**GIVEN EXERCISE:** Rewrite the records below with "photograph" swapped for "image" and everything else unchanged. Omit the pictures from your answer.
--- START DATA FOR THE TASK ---
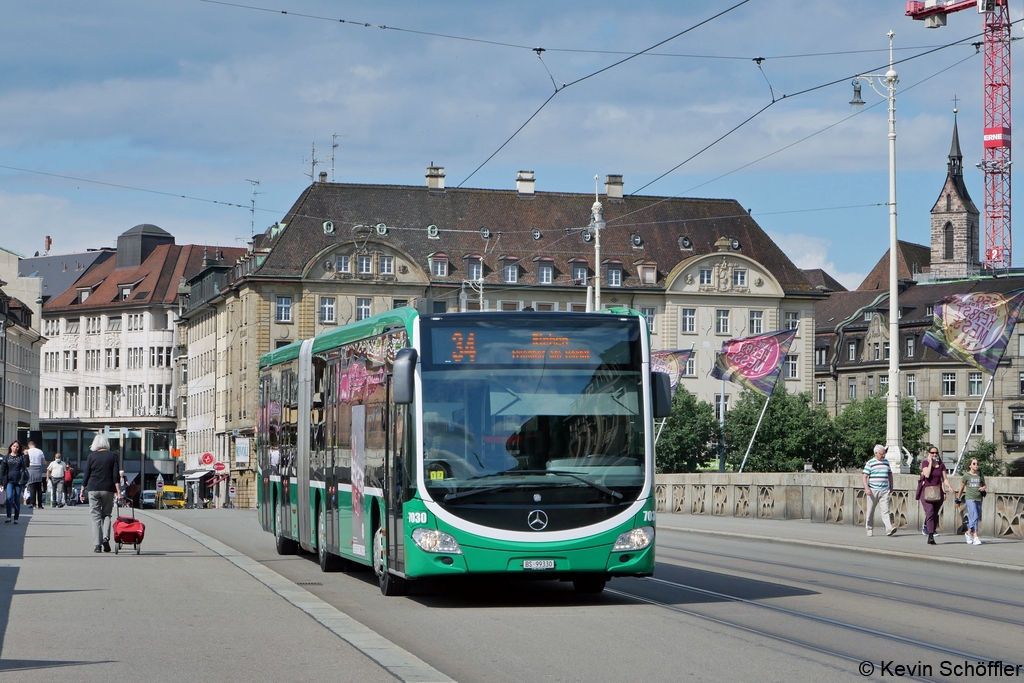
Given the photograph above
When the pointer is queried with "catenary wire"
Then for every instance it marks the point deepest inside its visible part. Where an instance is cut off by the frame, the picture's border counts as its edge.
(956, 63)
(593, 74)
(369, 25)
--- END DATA FOR THE TASK ---
**SOLUTION:**
Given the image above
When the pointer is queried with "catenary wire"
Then for every instance it marks the point deepest inside its visible part. Where an instance is cut off by the frame, the picture's border counts as its edge.
(956, 63)
(593, 74)
(369, 25)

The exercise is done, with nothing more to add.